Problem to solve -> Extract the lines from the first one in the records below through the line containing "segment: apron strap", keeping both ends and leaving out any pictures.

Information ->
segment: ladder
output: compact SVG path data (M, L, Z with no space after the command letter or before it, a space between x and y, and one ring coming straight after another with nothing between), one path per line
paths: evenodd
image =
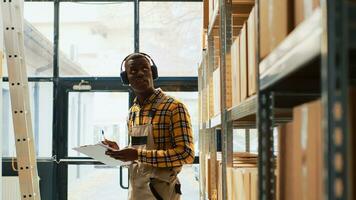
M9 74L12 120L22 200L40 200L24 54L23 0L2 0L5 56Z

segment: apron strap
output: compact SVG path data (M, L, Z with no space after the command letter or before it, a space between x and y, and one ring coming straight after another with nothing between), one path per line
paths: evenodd
M153 196L155 196L155 198L156 198L157 200L163 200L163 198L161 197L161 195L157 192L156 188L153 187L152 178L150 178L149 186L150 186L150 190L151 190Z

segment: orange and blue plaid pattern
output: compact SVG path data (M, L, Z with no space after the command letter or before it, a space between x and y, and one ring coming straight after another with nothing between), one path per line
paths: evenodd
M128 128L148 123L151 108L159 99L152 118L154 150L138 149L138 160L154 167L179 167L194 161L194 143L190 115L185 105L172 97L166 97L156 89L140 105L137 99L130 108ZM139 113L139 117L135 117Z

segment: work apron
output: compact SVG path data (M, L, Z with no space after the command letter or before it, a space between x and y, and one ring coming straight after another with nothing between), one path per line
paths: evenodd
M155 149L152 118L158 105L166 96L157 98L159 99L152 105L145 125L138 125L139 112L135 113L134 119L131 120L133 124L131 130L129 130L129 135L132 148ZM133 162L129 166L129 200L179 200L181 191L177 175L180 170L180 167L159 168L137 161Z

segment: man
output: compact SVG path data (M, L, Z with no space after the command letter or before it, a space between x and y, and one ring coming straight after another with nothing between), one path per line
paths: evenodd
M157 67L147 54L130 54L123 64L121 78L136 95L128 118L130 146L106 153L115 159L133 161L129 168L129 200L180 199L177 174L183 164L194 161L188 111L183 103L154 88ZM104 143L119 149L115 142Z

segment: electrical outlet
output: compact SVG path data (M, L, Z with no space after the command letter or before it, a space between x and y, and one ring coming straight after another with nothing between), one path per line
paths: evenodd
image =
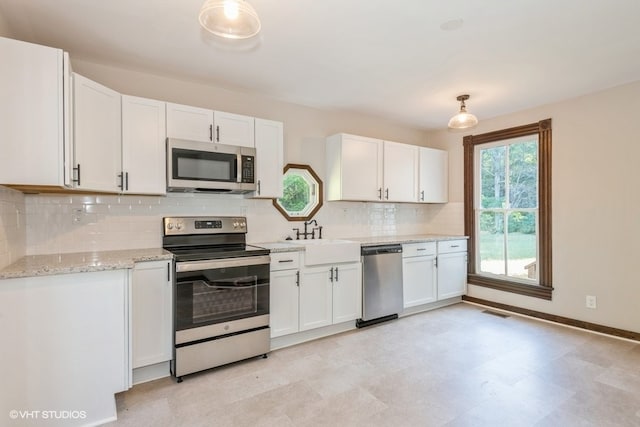
M84 215L84 210L82 208L73 208L73 212L71 214L71 221L74 224L82 223L82 216Z
M593 295L587 295L586 306L587 308L596 308L597 307L596 297Z

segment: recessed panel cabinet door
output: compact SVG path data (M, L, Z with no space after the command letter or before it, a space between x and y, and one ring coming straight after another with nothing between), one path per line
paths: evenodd
M132 368L172 358L171 261L136 263L131 290Z
M214 141L239 147L255 147L254 118L240 114L213 113Z
M438 299L467 293L467 253L438 254Z
M167 102L167 137L213 142L213 110Z
M418 147L384 142L384 201L415 202L418 185Z
M75 167L82 190L120 192L121 97L114 90L73 74ZM79 175L79 176L78 176Z
M122 169L125 193L165 194L165 103L122 96Z
M449 199L449 156L444 150L420 147L418 201L446 203Z
M269 282L271 338L298 332L298 270L272 271Z
M282 197L283 125L273 120L256 120L255 197Z
M403 258L402 284L404 308L436 301L436 256Z
M333 323L362 317L362 264L333 267Z
M329 266L305 268L300 272L300 331L332 323L332 289Z

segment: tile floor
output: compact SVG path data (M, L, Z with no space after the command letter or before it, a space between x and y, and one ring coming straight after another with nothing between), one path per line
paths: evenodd
M117 396L115 426L640 426L640 343L460 303Z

Answer for this exercise ->
segment: ladder
output: compact SVG path data (M, L, Z with no space after the command letter or before it, a space between x and y, and one ring coming straight after another with nothing between), one path per line
paths: evenodd
image =
M9 74L12 120L22 200L40 200L24 54L23 0L2 0L5 56Z

segment: apron strap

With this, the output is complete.